What you will do:
A: Using the court rules, decide whether each statement agrees with the text: (i) the monetary threshold for arbitration stays at $25,000; (ii) civil matters take priority over criminal matters; (iii) a party seeking relief from a trial setting has thirty days after the setting date to do so. Answer yes or no for each and quote the deciding words.
B: Reproduce the part of the court rules that opens with the words containing "(a) The Ninth" and closes with "removal is warranted.".

Passage to read:
---

Department 2—Each Monday

9:00 a.m.          Uncontested civil calendar and probate proceedings.

9:30 a.m.          Criminal calendar.

11:00 a.m.         Juvenile proceedings.

      Rule 4.  Arbitration.

      (a) The Ninth Judicial District Court has adopted the mandatory, non-binding “Nevada Arbitration Rules” and any amendments thereto promulgated by the Supreme Court of the State of Nevada.

      (b) Those civil cases commenced in this court that are subject to the mandatory provisions of the “Nevada Arbitration Rules” will be processed and governed as provided in said rules except that the monetary threshold shall remain at $25,000, and the arbitration commissioner will submit any request to exempt or remove a case from the arbitration program to the district judge to whom the case is assigned to determine whether exemption or removal is warranted.

      (c) The special master is designated as the “arbitration commissioner” for purposes of the “Nevada Arbitration Rules.”

      [Amended; effective October 15, 2003.]

      Rule 5.  Setting of civil cases.

      (a) All contested matters shall be set on dates agreeable to counsel and the court. After the case conference meeting and after the filing of the Case Conference Report (N.R.C.P. 16.1(b),(c)), the Court Clerk shall issue a N.R.C.P. 16.1 Setting Order. The Court Clerk shall send to counsel an Information Questionnaire and a date to appear to set the trial date. If the questionnaires are not returned, counsel may appear at 10:00 a.m. on the trial setting morning before the Judicial Assistant for an application for setting of trial. The Judicial Assistant shall set the matter to be heard on a date satisfactory to counsel present. If the questionnaires are not returned, and if there is not a personal appearance by counsel, then the trial will be set at the convenience of the court. Time shall be computed as provided in N.R.C.P. 6.

      (b) If the parties cannot agree on a trial date, the Judicial Assistant shall set the case for trial on the first available date.

      (c) Any party who seeks relief from the trial setting shall do so no later than ten (10) days after the date the matter is set for trial.

      (d) Multiple settings shall be made by the Judicial Assistant as the Judge may direct. Matters which cannot be heard in the department in which set because of a conflict may be assigned to another department to be heard, if possible, at the same time as originally set. If an assignment is not possible, the Judicial Assistant shall immediately advise counsel for all parties. The matter is entitled to priority for resetting. Criminal matters have priority over civil matters, unless otherwise provided by law or by the court.

      (e) If a case is settled, counsel for the parties shall immediately notify the Judicial Assistant and Judge in writing.

---

(Shape boundary listing)
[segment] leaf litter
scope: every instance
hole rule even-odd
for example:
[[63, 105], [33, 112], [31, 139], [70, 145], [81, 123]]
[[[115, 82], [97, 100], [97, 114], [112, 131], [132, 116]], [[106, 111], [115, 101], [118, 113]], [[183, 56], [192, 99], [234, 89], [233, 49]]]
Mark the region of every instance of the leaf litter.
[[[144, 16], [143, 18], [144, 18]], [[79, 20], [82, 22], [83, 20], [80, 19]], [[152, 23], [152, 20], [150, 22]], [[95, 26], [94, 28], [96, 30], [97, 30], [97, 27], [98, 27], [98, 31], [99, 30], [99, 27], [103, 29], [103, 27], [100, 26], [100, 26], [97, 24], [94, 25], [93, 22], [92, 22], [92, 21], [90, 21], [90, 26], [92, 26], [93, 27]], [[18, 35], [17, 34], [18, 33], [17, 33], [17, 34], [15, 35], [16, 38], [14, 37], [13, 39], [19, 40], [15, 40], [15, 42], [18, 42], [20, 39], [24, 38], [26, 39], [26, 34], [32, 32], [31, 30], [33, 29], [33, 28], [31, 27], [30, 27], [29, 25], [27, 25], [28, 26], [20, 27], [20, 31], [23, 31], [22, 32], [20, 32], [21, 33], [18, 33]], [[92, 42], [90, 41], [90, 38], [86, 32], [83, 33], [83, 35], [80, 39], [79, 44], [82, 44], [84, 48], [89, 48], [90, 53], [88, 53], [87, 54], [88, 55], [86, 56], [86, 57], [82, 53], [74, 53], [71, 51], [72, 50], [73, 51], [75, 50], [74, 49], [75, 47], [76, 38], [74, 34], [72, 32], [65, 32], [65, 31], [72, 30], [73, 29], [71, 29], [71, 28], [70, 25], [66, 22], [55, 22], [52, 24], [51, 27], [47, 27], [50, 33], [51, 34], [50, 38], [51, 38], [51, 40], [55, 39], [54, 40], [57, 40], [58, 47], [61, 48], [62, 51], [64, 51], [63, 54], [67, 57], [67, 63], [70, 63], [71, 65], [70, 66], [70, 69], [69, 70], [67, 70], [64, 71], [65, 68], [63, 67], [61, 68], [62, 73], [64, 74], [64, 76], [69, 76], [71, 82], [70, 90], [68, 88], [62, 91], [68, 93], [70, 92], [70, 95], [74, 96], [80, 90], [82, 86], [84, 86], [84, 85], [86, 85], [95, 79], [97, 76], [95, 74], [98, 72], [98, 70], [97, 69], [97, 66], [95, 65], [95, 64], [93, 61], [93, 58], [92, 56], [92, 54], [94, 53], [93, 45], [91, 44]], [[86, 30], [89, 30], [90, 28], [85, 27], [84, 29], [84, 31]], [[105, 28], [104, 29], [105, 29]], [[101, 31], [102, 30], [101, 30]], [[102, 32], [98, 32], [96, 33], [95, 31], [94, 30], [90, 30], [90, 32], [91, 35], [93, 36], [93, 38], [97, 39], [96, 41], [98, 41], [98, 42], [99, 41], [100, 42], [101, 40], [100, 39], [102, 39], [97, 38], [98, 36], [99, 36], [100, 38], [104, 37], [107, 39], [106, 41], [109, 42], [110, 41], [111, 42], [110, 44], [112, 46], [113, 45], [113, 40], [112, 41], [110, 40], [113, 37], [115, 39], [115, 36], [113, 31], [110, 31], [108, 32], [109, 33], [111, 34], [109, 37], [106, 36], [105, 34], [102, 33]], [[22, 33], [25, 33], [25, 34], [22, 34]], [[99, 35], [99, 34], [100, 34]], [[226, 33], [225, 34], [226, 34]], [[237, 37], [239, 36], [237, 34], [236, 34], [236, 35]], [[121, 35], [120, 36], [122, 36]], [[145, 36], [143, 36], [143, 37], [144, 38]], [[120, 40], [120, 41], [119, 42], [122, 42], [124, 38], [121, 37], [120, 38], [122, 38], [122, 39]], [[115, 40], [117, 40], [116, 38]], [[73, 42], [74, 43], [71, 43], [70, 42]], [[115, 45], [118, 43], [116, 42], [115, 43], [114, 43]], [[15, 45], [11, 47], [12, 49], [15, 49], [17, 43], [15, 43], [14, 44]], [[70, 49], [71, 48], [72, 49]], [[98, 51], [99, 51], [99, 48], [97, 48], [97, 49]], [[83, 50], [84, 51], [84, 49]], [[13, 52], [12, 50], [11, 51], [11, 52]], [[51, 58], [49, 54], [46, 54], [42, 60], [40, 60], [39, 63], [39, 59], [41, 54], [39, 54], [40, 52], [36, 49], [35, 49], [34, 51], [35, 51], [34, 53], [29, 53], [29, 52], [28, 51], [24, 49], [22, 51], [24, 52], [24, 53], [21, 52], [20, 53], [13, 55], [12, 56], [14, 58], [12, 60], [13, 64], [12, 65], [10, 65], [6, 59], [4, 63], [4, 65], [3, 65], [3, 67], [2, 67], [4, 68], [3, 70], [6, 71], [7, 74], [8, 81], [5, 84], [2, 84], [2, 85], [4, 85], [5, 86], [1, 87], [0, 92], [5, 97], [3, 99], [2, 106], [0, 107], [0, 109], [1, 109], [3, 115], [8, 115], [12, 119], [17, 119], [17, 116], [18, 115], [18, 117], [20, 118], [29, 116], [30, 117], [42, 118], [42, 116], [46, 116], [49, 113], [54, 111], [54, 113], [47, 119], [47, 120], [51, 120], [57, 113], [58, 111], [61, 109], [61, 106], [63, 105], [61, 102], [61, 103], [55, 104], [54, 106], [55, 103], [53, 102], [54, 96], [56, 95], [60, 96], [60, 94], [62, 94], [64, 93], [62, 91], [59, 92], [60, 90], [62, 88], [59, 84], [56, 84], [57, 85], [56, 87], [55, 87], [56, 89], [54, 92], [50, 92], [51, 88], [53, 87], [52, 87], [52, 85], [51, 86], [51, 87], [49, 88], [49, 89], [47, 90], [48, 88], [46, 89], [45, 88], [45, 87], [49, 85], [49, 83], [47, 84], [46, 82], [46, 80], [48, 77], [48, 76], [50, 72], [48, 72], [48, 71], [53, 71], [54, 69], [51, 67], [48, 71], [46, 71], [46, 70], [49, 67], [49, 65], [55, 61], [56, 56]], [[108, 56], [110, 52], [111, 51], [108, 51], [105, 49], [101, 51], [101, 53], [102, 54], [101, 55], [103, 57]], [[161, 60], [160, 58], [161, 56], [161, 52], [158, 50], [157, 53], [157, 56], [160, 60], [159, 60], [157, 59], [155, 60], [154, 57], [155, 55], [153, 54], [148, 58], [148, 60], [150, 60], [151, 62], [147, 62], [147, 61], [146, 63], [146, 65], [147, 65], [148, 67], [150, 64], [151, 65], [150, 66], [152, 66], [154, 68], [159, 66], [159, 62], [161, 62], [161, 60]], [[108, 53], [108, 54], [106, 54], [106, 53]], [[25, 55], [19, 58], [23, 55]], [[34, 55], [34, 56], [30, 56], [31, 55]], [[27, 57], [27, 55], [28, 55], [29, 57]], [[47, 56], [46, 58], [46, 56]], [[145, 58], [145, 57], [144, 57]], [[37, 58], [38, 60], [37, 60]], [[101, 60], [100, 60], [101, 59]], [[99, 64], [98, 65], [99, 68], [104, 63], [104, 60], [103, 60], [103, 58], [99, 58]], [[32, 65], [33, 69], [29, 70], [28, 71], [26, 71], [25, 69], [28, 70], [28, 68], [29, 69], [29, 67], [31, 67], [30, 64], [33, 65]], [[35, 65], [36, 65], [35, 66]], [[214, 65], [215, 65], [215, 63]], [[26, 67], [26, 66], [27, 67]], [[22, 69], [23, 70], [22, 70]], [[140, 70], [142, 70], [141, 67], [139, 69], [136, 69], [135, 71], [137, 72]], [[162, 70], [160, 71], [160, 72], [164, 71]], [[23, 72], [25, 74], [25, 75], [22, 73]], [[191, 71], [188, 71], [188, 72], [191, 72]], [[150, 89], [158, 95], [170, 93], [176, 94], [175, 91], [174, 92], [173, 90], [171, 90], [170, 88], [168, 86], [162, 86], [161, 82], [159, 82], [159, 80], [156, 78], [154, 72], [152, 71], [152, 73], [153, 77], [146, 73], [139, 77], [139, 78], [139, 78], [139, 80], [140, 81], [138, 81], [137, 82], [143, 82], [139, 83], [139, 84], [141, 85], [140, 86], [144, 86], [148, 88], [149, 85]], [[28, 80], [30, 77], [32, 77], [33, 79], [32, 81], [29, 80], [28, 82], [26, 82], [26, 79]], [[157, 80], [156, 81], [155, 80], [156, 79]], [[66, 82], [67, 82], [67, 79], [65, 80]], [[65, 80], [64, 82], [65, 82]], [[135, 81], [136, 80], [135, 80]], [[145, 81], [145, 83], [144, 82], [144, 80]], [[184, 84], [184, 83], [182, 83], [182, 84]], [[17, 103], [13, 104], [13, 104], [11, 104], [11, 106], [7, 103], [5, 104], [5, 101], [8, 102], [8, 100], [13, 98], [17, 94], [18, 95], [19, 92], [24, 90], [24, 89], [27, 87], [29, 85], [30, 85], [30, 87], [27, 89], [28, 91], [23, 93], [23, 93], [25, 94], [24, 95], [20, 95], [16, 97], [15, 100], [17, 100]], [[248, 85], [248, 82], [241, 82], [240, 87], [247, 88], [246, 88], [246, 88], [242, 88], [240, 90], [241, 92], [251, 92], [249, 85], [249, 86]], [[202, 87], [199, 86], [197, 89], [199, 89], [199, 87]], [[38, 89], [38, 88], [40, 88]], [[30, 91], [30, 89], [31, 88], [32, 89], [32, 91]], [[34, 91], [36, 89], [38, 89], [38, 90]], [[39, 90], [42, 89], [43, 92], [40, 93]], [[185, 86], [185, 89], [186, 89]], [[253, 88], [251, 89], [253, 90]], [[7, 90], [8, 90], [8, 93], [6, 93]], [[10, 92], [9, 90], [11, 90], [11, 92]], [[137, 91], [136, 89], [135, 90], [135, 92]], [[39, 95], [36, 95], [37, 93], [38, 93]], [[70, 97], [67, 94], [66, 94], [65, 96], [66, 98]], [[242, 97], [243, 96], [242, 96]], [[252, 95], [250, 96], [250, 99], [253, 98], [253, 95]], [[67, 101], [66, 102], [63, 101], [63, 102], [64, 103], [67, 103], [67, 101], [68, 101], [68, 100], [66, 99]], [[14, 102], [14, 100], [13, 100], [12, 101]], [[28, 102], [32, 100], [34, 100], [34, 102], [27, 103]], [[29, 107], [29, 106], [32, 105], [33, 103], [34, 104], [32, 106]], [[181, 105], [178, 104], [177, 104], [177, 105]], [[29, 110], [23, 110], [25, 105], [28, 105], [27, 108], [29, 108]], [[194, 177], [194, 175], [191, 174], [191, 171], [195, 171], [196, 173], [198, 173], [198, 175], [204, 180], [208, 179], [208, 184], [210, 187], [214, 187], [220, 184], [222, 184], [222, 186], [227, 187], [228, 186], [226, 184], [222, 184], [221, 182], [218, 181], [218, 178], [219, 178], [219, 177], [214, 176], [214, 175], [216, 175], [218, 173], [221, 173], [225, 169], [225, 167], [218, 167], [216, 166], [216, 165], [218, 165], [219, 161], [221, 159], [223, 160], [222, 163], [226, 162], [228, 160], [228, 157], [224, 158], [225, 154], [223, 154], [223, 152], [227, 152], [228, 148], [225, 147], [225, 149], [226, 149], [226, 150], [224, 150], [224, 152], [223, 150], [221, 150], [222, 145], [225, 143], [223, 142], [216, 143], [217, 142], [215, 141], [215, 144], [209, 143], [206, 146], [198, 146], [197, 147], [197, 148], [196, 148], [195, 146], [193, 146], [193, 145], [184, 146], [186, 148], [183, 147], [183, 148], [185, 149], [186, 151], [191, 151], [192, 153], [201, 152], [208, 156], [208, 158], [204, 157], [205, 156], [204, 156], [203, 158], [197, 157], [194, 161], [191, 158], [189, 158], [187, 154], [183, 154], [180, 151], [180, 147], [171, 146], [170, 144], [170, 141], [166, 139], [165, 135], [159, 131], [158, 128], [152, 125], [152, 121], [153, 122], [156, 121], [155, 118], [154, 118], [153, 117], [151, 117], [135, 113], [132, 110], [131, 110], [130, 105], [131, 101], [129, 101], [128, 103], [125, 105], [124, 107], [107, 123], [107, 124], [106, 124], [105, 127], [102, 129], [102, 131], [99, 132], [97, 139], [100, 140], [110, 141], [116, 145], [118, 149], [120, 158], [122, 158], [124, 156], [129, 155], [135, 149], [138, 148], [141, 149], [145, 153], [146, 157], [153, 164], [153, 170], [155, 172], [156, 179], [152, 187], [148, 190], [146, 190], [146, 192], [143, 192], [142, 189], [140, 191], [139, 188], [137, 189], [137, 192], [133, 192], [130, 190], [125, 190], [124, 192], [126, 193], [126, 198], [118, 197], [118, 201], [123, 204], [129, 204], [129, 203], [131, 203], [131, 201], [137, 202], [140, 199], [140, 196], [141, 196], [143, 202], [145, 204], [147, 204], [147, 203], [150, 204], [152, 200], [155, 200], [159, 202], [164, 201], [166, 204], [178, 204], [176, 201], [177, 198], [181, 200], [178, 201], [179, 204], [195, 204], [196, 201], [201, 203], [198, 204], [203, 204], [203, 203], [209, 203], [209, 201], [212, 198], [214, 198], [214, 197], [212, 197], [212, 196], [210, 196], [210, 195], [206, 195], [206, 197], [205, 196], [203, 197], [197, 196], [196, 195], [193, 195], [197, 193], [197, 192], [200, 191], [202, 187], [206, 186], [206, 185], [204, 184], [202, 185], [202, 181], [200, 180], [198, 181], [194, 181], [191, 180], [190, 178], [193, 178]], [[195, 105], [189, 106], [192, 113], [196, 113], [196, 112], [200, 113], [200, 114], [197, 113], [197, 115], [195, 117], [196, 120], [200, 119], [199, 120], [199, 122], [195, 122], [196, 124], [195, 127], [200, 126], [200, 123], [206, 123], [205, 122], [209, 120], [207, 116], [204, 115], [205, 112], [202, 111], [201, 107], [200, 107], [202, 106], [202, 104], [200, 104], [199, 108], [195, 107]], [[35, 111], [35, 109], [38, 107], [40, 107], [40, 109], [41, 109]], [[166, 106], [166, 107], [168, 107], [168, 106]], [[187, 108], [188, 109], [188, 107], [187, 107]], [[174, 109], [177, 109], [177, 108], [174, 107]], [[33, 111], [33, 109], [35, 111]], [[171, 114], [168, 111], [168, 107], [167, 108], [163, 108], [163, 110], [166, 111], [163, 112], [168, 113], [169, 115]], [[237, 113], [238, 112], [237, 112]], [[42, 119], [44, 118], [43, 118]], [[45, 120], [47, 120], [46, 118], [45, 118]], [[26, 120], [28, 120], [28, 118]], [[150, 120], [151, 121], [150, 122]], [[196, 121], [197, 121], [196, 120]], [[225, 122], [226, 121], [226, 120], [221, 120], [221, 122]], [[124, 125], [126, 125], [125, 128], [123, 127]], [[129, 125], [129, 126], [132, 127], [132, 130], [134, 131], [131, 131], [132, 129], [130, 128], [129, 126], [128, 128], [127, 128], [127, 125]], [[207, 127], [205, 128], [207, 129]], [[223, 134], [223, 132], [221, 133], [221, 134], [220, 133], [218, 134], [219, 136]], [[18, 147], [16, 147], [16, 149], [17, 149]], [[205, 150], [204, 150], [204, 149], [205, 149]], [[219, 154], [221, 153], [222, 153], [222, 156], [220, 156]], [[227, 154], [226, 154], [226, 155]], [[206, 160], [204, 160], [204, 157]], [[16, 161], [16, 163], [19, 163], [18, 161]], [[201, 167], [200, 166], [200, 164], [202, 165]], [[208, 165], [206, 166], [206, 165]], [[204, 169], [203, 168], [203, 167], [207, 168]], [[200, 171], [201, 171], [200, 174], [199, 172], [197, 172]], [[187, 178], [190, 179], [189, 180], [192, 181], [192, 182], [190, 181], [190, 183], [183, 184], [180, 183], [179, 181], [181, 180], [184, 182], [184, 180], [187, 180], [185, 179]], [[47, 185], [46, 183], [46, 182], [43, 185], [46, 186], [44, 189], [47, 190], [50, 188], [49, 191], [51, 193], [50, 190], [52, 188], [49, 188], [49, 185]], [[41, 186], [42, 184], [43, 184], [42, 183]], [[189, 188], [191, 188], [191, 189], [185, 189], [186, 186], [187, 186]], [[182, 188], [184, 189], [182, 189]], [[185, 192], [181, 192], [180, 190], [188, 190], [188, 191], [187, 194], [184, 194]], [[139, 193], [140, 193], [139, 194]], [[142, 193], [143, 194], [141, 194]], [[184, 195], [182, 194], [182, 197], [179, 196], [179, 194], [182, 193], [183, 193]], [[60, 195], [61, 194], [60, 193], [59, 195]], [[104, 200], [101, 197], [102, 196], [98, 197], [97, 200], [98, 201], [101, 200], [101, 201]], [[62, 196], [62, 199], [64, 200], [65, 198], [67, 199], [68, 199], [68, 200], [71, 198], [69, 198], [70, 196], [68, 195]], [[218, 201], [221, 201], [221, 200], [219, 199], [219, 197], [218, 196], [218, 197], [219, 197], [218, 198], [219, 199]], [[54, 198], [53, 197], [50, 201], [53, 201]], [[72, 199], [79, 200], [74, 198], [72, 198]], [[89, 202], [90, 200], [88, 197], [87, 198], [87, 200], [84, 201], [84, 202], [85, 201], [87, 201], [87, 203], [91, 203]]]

---

Answers provided:
A:
(i) Yes: "the monetary threshold shall remain at $25,000"
(ii) No: "Criminal matters have priority over civil matters, unless otherwise provided by law or by the court."
(iii) No: "no later than ten (10) days after the date the matter is set for trial"

B:
(a) The Ninth Judicial District Court has adopted the mandatory, non-binding “Nevada Arbitration Rules” and any amendments thereto promulgated by the Supreme Court of the State of Nevada.

      (b) Those civil cases commenced in this court that are subject to the mandatory provisions of the “Nevada Arbitration Rules” will be processed and governed as provided in said rules except that the monetary threshold shall remain at $25,000, and the arbitration commissioner will submit any request to exempt or remove a case from the arbitration program to the district judge to whom the case is assigned to determine whether exemption or removal is warranted.